• TASK OBJECTIVE: Continue the piece on historical parallels, starting with Internet Explorer's loss of share to Chrome, from the point after its final sentence.

3 moments from history that rhyme with this story — and how they unfolded.

September 2008 – May 2014

Internet Explorer loses default-browser dominance to Chrome (2008–2014)

Microsoft's Internet Explorer held more than 70% of web-browser market share when Google launched Chrome in September 2008. Chrome shipped faster release cycles, better JavaScript performance, and tighter integration with Google services. By May 2014, Chrome had passed IE in worldwide usage.

Then

Microsoft accelerated IE updates and shipped IE9 and IE10 with major performance improvements, but the version-bump cadence could not match Chrome's silent auto-updates.

Now

IE was eventually replaced by Edge, and Microsoft adopted Chrome's underlying Chromium engine in 2020, conceding the platform layer to Google.

Why this matters now

OpenAI's faster default-model cadence—and the strategic choice to give the default direct access to Gmail-style personal context—mirrors Microsoft's defensive moves. It illustrates how a default product can lose share gradually even when each new version is genuinely better than the last.

• SOURCE MATERIAL:
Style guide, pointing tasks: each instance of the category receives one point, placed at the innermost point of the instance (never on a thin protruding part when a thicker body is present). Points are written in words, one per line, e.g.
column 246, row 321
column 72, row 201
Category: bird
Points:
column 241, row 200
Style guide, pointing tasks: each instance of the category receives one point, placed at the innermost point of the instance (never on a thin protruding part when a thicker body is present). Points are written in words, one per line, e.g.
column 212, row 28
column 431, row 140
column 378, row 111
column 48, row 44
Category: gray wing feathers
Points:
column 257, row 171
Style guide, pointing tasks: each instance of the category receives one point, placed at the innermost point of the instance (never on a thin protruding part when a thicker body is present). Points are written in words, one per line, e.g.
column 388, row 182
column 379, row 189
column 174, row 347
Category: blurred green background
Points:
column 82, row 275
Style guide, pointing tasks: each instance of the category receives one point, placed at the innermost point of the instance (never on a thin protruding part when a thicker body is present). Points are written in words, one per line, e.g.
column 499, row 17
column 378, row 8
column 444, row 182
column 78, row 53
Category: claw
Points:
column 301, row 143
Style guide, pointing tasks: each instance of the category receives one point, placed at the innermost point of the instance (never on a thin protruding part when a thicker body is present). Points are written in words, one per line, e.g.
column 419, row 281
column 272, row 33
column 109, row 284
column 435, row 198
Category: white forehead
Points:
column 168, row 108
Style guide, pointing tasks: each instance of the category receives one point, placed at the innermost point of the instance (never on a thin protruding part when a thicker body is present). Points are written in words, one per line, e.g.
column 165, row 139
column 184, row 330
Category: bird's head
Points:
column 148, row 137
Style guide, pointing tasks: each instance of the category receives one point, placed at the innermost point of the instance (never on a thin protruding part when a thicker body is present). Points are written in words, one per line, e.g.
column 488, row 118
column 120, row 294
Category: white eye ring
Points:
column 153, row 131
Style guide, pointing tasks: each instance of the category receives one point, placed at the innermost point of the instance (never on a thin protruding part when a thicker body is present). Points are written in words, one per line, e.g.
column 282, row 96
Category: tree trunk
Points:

• EXPECTED ANSWER:
February 2011 – April 2012

Google's 'Panda' and 'Penguin' search updates (2011–2012)

Google rolled out major search-ranking updates—Panda in February 2011 and Penguin in April 2012—aimed at reducing low-quality and manipulative content in results. The changes affected an estimated 12% of English-language queries and reshuffled traffic for entire categories of websites.

Then

Search-quality complaints fell and content farms lost rankings; affected publishers reported sharp traffic drops within weeks.

Now

Google's iteration on the default-ranking algorithm became the central mechanism through which it defended search dominance against Bing and, later, AI-powered alternatives.

Why this matters now

Like Google's algorithm, ChatGPT's default model is the product for the vast majority of users. Iterating on the default—rather than launching new SKUs—is the highest-leverage move OpenAI can make to defend share.

September 2012

Apple Maps replaces Google Maps as iOS default (2012)

Apple replaced Google Maps with its own Maps app as the default in iOS 6, instantly putting Apple Maps on hundreds of millions of iPhones. Early versions had visible accuracy problems—missing landmarks, mislabeled towns, distorted satellite imagery—prompting a public apology from CEO Tim Cook and the firing of the executive responsible.

Then

Users complained loudly; Google released a standalone Google Maps app for iOS that was downloaded 10 million times in 48 hours.

Now

Apple invested heavily in mapping data and rebuilt the product over several years; by the early 2020s, Apple Maps had reached parity for most use cases on iOS.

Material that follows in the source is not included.